» Requirements
Transcribe the records in full, keeping every character as it is.

____

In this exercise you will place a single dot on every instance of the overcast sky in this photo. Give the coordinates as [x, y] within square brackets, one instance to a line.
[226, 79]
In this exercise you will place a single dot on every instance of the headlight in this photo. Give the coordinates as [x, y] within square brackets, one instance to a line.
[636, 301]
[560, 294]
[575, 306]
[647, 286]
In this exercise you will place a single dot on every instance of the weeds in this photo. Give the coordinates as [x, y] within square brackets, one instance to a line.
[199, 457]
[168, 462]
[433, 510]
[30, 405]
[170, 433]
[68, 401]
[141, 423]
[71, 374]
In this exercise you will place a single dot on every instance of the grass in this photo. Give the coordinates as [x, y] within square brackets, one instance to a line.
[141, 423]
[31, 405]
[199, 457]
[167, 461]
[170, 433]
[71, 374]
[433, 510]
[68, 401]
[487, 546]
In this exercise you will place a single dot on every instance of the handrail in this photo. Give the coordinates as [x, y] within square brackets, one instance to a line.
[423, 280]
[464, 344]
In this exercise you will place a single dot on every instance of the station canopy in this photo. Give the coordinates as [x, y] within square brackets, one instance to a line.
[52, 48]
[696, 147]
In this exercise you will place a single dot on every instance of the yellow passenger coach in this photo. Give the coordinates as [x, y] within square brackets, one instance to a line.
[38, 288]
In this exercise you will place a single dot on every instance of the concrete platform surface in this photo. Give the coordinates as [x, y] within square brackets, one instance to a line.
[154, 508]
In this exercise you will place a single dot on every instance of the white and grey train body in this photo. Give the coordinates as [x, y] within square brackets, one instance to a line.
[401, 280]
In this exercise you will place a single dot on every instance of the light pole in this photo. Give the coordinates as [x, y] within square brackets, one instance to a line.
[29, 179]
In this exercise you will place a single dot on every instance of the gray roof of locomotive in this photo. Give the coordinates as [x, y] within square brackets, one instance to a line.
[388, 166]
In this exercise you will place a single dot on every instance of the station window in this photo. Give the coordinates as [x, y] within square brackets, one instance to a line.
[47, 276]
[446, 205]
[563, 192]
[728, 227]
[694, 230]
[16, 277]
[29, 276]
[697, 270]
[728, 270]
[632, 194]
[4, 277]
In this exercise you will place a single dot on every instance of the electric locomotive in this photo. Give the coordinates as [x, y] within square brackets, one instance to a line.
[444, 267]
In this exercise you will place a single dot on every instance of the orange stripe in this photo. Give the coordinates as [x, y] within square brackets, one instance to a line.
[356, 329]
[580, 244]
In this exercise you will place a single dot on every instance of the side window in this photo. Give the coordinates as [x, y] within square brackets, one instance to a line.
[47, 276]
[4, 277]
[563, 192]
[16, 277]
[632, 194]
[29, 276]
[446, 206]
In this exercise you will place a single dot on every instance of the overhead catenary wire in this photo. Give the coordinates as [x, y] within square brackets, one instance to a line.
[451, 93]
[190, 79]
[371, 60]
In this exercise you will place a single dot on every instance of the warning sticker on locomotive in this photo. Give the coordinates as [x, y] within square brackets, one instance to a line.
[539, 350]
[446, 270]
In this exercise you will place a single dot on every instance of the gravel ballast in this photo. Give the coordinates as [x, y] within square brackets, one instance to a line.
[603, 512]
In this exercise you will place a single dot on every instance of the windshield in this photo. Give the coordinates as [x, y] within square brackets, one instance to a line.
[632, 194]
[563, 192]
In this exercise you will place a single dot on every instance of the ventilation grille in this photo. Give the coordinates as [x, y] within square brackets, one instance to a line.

____

» Final answer
In this exercise you will place a single dot on every instance of the overcast sky in this photo. Give the coordinates as [x, y] within square brackets, one instance to a line.
[226, 79]
In this exercise you will place a single dot on every instance of the headlight in this photo. Give the coordinates as [x, y] within square brackets, one instance to a line.
[636, 301]
[560, 294]
[575, 306]
[647, 286]
In this exercise you will place a single dot on every instance of the weeds in this photo. Give the coordinates as [x, y] within square brackets, one instance to a line.
[199, 457]
[168, 462]
[433, 510]
[30, 405]
[170, 433]
[68, 401]
[141, 423]
[71, 374]
In this exercise you will place a single dot on every instance of the grass in this photo. Give the coordinates as [x, y] within square brackets, one instance to a line.
[141, 423]
[31, 405]
[199, 457]
[167, 461]
[170, 433]
[71, 374]
[433, 510]
[68, 401]
[487, 546]
In this exercise you will place a single dot on every instance of the handrail in this photo. Give the coordinates as [x, y] within square brackets, one instance to a line.
[423, 280]
[464, 344]
In this exercise you will place a single dot on every instance of the station canopy in this photo. Give the coordinates as [x, y] within square brackets, one instance to a line.
[52, 48]
[696, 147]
In this exercise you will place a single dot on every instance of the yellow passenger coach in this photo. Give the coordinates as [x, y] within square brackets, one instance to a line.
[38, 288]
In this exercise you will place a single dot on every instance of the concrete platform surface in this photo. Give the coordinates as [x, y] within square brackets, one instance to a line.
[154, 508]
In this exercise you will place a single dot on every instance of the white and grey train body in this photo. Give the coordinates as [x, y] within square brackets, one instance to a line.
[401, 280]
In this exercise you will place a single dot on every instance of the light pole in this photo. Give the coordinates as [x, y] within square brackets, one instance to a line.
[29, 179]
In this exercise you will place a single dot on every instance of the gray roof of locomotive in this photo. Give the coordinates as [x, y] within square brackets, one instance to a line.
[388, 166]
In this exercise you will place a single dot on every instance of the station window in this photo. Give the coordinates as [x, y] within square brackets, one instance to a line.
[47, 276]
[446, 205]
[563, 192]
[728, 227]
[694, 230]
[16, 277]
[29, 276]
[697, 270]
[728, 270]
[632, 194]
[4, 277]
In this exercise you will place a single dot on every instance of the electric locomotive in this photo. Give the coordinates as [x, y] within square brackets, one instance to a line.
[444, 267]
In this exercise you will place a single dot on every instance of the orange stripe in this photo. Give the coordinates as [x, y] within square brackets, one instance to a line.
[356, 329]
[580, 244]
In this exercise you will place a single dot on every instance of the side window in this photo. Give the coordinates as [x, y] within square brackets, one instance to a line.
[47, 276]
[4, 277]
[563, 192]
[16, 277]
[632, 194]
[29, 276]
[446, 206]
In this exercise you will place a single dot on every instance of the overhead catenary wire in this photo. Give the coordinates as [x, y] within square brackets, one instance to a line.
[451, 93]
[190, 79]
[371, 60]
In this exercise you will place a single dot on every instance of the warning sticker on locomotive in this photo. Give the coordinates as [x, y] within square brackets, one instance to a line.
[539, 350]
[446, 270]
In this exercise you will place a single dot on every instance of the gravel ballast in this photo. Give the coordinates as [x, y] within square brackets, one instance to a line.
[603, 512]
In this exercise you will place a single dot on every instance of the windshield in this photo. Give the coordinates as [x, y] within square brackets, one instance to a line.
[632, 194]
[563, 192]
In this exercise you will place a single dot on every instance of the ventilation grille in this photo. Give the coordinates as [x, y] within square brackets, one instance to a line.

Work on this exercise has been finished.